====== RECORD LIST ======

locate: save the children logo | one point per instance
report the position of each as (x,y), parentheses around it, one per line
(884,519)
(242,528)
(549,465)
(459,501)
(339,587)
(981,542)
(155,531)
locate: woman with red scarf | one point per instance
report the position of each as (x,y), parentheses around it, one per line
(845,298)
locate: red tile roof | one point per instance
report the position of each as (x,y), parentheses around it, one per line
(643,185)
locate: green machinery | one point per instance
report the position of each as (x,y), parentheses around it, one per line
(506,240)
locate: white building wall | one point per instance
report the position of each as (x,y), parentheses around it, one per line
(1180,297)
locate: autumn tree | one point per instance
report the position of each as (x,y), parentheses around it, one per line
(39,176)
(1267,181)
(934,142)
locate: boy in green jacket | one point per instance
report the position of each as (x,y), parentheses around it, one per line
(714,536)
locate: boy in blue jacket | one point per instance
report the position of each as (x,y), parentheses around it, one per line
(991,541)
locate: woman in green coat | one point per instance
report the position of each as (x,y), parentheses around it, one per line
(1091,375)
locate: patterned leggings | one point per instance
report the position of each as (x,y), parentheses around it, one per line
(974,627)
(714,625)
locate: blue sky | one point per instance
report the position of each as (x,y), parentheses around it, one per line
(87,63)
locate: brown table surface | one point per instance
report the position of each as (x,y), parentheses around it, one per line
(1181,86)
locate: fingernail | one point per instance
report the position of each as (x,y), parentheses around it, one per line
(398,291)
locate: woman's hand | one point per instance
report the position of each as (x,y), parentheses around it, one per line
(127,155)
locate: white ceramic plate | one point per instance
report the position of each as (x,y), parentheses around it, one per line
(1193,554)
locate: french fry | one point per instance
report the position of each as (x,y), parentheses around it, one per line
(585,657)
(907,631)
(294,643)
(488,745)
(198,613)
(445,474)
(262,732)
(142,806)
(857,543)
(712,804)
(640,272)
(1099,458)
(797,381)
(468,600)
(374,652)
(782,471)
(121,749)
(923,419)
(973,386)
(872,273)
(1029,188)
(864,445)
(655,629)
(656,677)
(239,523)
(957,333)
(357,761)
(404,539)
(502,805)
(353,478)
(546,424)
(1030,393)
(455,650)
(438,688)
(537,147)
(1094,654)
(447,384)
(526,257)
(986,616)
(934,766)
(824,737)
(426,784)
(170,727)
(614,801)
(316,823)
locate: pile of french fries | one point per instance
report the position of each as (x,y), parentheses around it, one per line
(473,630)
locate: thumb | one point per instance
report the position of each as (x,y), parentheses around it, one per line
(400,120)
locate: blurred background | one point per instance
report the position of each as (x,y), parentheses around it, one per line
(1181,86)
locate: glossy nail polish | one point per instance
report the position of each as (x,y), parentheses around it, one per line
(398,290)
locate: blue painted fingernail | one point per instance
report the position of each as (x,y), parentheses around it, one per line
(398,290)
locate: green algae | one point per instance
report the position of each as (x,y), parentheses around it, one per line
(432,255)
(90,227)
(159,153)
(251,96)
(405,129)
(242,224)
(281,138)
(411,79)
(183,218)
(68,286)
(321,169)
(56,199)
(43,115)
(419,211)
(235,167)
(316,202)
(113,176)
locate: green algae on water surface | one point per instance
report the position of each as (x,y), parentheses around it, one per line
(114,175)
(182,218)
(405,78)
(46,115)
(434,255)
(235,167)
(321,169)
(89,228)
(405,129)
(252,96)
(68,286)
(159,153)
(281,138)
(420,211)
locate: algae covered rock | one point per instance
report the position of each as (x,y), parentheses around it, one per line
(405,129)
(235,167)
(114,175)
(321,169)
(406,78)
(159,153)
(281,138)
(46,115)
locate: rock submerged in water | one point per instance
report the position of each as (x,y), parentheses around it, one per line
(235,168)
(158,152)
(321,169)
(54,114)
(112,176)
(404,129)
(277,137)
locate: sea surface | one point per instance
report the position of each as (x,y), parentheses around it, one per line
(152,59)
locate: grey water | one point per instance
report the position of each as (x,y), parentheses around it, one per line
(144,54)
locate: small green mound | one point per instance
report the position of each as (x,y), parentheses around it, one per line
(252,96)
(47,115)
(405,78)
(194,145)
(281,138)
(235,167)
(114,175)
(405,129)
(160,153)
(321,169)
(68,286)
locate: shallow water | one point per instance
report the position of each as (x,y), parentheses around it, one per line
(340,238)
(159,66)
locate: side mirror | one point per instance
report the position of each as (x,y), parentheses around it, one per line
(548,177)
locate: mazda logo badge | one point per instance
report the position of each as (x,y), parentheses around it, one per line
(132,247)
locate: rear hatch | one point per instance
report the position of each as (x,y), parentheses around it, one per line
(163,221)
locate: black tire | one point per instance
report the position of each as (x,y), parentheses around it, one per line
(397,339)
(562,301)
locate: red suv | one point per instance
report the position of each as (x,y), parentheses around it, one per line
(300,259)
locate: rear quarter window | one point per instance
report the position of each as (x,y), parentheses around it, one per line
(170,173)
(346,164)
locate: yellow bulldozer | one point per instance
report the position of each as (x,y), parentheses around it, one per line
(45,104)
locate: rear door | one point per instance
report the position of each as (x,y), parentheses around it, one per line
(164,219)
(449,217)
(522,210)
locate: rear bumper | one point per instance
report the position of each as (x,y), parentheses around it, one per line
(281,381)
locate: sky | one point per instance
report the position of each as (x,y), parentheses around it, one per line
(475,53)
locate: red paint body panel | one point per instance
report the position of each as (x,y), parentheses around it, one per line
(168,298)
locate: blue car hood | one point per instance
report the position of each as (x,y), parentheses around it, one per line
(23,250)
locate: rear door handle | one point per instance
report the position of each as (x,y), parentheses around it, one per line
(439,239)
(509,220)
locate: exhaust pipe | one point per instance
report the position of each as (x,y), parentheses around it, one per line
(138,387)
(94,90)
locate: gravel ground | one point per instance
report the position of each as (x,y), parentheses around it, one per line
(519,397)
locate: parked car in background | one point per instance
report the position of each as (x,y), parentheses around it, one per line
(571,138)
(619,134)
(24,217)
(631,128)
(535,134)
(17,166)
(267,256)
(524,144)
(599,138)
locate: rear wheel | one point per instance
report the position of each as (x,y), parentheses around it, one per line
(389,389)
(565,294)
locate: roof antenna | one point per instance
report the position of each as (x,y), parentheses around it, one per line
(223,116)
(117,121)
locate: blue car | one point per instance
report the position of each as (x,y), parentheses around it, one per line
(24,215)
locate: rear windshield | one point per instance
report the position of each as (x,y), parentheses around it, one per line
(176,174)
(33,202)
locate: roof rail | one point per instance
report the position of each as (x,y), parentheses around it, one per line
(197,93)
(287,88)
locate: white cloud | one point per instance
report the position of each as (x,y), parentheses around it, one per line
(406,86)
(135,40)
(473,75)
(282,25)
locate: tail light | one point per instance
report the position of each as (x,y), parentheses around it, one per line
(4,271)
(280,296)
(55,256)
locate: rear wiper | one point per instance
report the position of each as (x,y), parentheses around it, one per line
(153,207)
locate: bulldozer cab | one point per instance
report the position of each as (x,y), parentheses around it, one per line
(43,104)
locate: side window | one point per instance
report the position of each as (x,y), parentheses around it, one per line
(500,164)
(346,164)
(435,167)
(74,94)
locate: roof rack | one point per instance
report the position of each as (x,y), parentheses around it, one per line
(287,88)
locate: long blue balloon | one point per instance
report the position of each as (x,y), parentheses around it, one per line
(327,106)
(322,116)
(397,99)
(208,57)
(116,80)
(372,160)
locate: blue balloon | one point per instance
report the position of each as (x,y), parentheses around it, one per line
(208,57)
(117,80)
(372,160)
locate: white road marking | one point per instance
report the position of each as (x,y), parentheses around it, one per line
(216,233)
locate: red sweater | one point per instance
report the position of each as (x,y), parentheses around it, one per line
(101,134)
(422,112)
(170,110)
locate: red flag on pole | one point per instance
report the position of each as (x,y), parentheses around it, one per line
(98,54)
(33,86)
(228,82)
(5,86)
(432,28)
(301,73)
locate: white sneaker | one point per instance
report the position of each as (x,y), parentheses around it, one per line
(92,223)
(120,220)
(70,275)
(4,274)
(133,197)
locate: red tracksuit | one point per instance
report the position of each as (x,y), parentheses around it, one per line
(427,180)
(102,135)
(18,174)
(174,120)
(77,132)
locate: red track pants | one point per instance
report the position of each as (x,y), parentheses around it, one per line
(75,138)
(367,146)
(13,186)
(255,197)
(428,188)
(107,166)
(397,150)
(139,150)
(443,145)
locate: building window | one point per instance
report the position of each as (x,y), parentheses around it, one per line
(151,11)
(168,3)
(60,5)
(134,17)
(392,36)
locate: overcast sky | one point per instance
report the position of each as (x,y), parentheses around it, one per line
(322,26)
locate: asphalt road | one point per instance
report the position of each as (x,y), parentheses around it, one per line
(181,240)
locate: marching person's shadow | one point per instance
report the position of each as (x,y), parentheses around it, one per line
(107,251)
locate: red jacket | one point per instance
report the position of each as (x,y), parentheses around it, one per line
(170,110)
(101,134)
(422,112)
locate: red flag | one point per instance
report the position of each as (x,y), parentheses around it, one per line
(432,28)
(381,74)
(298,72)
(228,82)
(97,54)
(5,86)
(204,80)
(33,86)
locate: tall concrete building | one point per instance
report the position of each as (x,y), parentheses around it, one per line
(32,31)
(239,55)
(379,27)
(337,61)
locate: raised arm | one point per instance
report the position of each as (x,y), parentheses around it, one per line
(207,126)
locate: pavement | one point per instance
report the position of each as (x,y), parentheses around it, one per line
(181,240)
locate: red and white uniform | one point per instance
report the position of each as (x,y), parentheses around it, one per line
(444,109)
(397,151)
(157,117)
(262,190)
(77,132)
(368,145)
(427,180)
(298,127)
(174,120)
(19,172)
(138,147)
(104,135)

======

Return, unchanged, each line from the line containing "locate: asphalt road | one point per instance" through the last line of the material.

locate: asphalt road | one point per instance
report the position of each as (x,y), parentheses around it, one per line
(181,240)
locate: marching person's shadow | one point per instance
report the position of each as (x,y), parentheses around it, one per line
(107,251)
locate: red jacket | one point per instance
report the position of each as (x,y), parentheses around it, one per line
(170,110)
(101,134)
(422,112)
locate: red flag | one point per instance
report the position of each as (x,y), parentheses around it, one per line
(432,28)
(381,74)
(298,72)
(228,82)
(97,54)
(5,86)
(204,80)
(33,86)
locate: tall concrete building | one point per instance
report the position of each as (x,y), parentheses around it, one per line
(32,31)
(239,55)
(379,27)
(337,61)
locate: raised arm | one point per instance
report the position of each as (x,y), parentheses around it, one per line
(207,126)
locate: pavement | one point per instance
report the position of each as (x,y), parentheses around it, one per line
(181,240)
locate: red and white uniform | one point per instance
report the position of each as (x,y), parentheses around it, one per line
(444,109)
(397,151)
(157,117)
(262,190)
(77,132)
(368,145)
(427,180)
(298,127)
(174,120)
(19,172)
(138,147)
(104,135)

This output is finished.